# Stated exercise
Repeat exactly, and only, the lines from the line bearing "Would you mind pointing out the tree line" through the end of the material. Do not copy the pictures.

# Records shown
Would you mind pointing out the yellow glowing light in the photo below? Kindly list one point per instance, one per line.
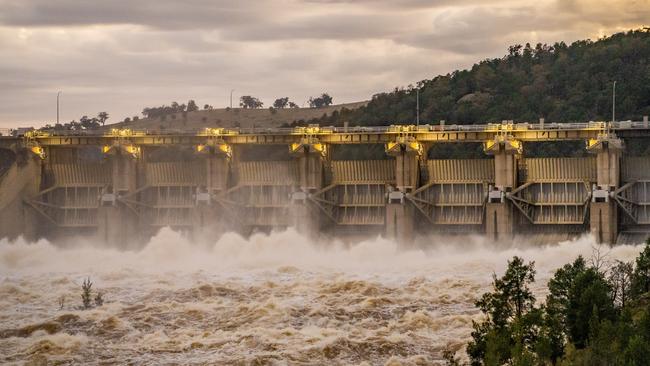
(227, 149)
(121, 132)
(131, 149)
(38, 151)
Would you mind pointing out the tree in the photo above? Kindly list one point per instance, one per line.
(88, 123)
(322, 101)
(620, 278)
(590, 297)
(281, 103)
(86, 293)
(247, 101)
(191, 106)
(510, 329)
(102, 117)
(641, 276)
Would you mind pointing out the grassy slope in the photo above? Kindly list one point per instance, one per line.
(236, 117)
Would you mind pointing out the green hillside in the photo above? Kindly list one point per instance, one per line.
(559, 82)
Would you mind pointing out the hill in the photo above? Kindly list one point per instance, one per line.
(236, 117)
(559, 82)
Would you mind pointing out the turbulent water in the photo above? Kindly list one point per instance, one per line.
(272, 299)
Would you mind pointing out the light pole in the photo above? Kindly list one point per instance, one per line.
(614, 102)
(57, 107)
(417, 107)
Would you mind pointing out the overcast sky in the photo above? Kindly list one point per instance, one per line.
(122, 55)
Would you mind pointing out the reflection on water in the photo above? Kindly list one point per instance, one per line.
(272, 299)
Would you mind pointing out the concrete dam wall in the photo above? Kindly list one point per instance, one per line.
(125, 186)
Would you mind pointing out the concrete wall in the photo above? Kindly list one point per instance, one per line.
(20, 179)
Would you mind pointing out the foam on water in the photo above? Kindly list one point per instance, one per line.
(271, 299)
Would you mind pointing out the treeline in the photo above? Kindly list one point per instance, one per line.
(593, 315)
(175, 107)
(559, 82)
(84, 123)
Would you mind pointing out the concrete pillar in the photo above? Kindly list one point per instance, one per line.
(304, 217)
(207, 216)
(406, 171)
(604, 221)
(117, 223)
(310, 166)
(603, 210)
(399, 224)
(499, 220)
(499, 212)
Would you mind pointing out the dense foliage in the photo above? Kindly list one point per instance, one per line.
(559, 82)
(593, 315)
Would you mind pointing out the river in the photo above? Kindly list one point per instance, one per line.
(276, 299)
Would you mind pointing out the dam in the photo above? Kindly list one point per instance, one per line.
(121, 185)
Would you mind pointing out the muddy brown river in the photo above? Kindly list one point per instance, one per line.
(275, 299)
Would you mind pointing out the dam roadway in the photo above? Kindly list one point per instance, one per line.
(120, 185)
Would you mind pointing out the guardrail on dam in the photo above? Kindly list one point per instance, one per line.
(111, 185)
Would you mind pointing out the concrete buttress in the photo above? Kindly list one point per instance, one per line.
(603, 217)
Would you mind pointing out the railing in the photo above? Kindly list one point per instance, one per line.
(491, 127)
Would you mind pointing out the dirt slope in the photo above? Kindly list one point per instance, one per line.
(237, 117)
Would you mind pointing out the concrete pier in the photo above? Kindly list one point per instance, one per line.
(499, 223)
(604, 211)
(107, 185)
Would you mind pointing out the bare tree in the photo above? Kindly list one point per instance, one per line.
(620, 277)
(247, 101)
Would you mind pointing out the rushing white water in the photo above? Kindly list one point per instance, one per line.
(270, 299)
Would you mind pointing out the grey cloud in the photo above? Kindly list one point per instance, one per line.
(161, 14)
(123, 55)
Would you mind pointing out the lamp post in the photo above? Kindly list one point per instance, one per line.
(57, 107)
(417, 107)
(614, 102)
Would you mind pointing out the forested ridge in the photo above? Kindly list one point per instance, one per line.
(597, 312)
(559, 82)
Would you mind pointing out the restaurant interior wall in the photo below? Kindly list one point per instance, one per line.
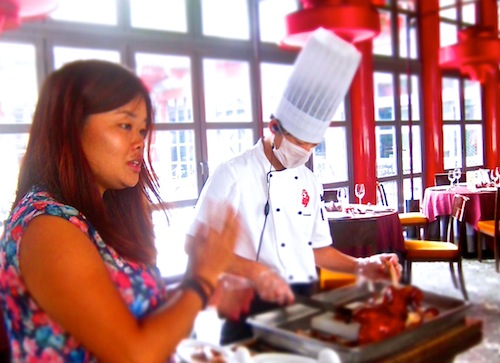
(215, 84)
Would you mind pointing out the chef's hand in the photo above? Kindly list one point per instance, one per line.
(380, 266)
(232, 296)
(271, 287)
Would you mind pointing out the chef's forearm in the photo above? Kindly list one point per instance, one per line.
(332, 259)
(247, 268)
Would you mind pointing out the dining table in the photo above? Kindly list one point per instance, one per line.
(361, 230)
(437, 205)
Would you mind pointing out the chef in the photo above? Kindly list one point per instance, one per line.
(279, 199)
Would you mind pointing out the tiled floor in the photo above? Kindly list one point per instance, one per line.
(483, 285)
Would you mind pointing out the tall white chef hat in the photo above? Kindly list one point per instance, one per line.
(321, 77)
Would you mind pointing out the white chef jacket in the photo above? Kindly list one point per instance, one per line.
(296, 222)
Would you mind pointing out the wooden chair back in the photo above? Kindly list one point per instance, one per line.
(330, 195)
(456, 227)
(381, 194)
(496, 215)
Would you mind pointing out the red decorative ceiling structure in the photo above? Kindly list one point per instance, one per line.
(476, 55)
(14, 12)
(352, 20)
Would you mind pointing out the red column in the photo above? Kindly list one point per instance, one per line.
(486, 11)
(363, 124)
(428, 12)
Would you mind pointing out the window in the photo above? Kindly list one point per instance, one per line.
(159, 15)
(89, 11)
(234, 26)
(227, 90)
(18, 83)
(272, 30)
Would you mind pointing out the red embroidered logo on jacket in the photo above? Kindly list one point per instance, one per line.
(305, 198)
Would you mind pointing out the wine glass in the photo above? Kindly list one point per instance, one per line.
(342, 196)
(451, 177)
(359, 191)
(495, 175)
(458, 173)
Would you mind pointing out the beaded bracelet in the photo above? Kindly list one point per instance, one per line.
(195, 286)
(206, 283)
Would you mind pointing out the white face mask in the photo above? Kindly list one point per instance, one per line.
(291, 155)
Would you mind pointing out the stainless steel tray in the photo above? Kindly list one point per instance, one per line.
(278, 327)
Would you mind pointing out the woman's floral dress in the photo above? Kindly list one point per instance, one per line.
(34, 336)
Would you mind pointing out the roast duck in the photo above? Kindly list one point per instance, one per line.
(399, 309)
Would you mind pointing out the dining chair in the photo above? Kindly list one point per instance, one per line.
(416, 220)
(330, 195)
(490, 228)
(442, 179)
(437, 251)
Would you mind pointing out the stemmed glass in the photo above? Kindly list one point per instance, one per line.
(458, 173)
(495, 175)
(342, 196)
(451, 177)
(359, 191)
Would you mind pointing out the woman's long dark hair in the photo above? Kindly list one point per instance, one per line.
(55, 159)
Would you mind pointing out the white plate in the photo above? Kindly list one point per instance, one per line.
(281, 358)
(338, 215)
(187, 349)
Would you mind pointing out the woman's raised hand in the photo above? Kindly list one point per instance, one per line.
(211, 249)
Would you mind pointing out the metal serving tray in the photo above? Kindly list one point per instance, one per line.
(278, 327)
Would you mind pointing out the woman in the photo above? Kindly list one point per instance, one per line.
(77, 263)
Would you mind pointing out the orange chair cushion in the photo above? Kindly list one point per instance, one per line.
(412, 218)
(486, 227)
(332, 279)
(418, 249)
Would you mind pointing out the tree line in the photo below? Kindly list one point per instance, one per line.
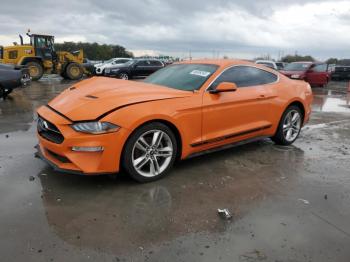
(308, 58)
(95, 51)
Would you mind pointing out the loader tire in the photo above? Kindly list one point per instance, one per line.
(74, 71)
(36, 70)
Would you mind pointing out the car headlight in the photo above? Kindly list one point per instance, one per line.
(95, 127)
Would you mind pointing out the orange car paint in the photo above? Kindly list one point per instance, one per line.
(202, 120)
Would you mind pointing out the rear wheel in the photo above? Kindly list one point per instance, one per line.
(124, 76)
(36, 70)
(74, 71)
(150, 152)
(289, 127)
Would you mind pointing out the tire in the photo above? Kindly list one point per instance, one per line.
(74, 71)
(4, 93)
(288, 132)
(36, 70)
(146, 161)
(124, 76)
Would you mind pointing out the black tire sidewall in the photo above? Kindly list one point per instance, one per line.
(40, 68)
(279, 137)
(127, 152)
(71, 77)
(125, 73)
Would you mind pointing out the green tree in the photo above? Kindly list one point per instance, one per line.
(95, 51)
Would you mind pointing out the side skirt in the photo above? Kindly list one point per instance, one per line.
(224, 147)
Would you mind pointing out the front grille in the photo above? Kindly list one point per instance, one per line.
(60, 158)
(49, 131)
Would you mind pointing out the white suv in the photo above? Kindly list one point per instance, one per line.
(100, 68)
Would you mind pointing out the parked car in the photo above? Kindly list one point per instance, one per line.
(316, 74)
(12, 77)
(135, 68)
(281, 65)
(267, 63)
(177, 112)
(341, 73)
(100, 68)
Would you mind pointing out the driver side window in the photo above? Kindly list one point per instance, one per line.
(245, 76)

# Exercise result
Would you mind pointing out the tree line in the photo below? Kindly list one point per instance, one per line.
(308, 58)
(95, 51)
Would you mind pointing out the loader tire in the photo above? Kindly list one point per instance, one per line.
(74, 71)
(36, 70)
Would you mind pointing out the car headlight in the photo above? Kindly list one point per instance, one per line.
(95, 127)
Would you mind pointing out the orange car paint in the photo above? Kindly list one point per instance, one per line.
(202, 120)
Would you mind pointing out the rear wheel in the photo above? Kindly list one point per instance, one per line.
(124, 76)
(36, 70)
(74, 71)
(150, 152)
(289, 127)
Would you mind pointing out the tire in the photo above? Kindly list one point per instance, one per line.
(74, 71)
(4, 93)
(288, 132)
(36, 70)
(146, 161)
(124, 76)
Would you mind pointing out the black tire sidewall in the photo above? Kindly list one point per instance, one per line.
(40, 68)
(279, 137)
(127, 152)
(71, 77)
(125, 73)
Would you mind pointing out the green tree in the photo above? Kindly list one point per instance, one per line.
(95, 51)
Would you mind pointing out the side skirt in the photo above? Kindly list one point per instance, one per line.
(224, 147)
Would you mind pointing out the front grille in the photo above? Kindly list one point per instance, one per line.
(60, 158)
(49, 131)
Would you mind pointing out the white suv in the photo above? Kindly list one point per instance, one per line.
(100, 68)
Would you mind pointing out the parked car in the photo above? Kindly list one point per instance, one per line.
(316, 74)
(12, 77)
(135, 68)
(281, 65)
(267, 63)
(177, 112)
(341, 73)
(100, 68)
Would you mind pointing out the driver side window in the photo above? Kindly list one point per instance, one per line.
(245, 76)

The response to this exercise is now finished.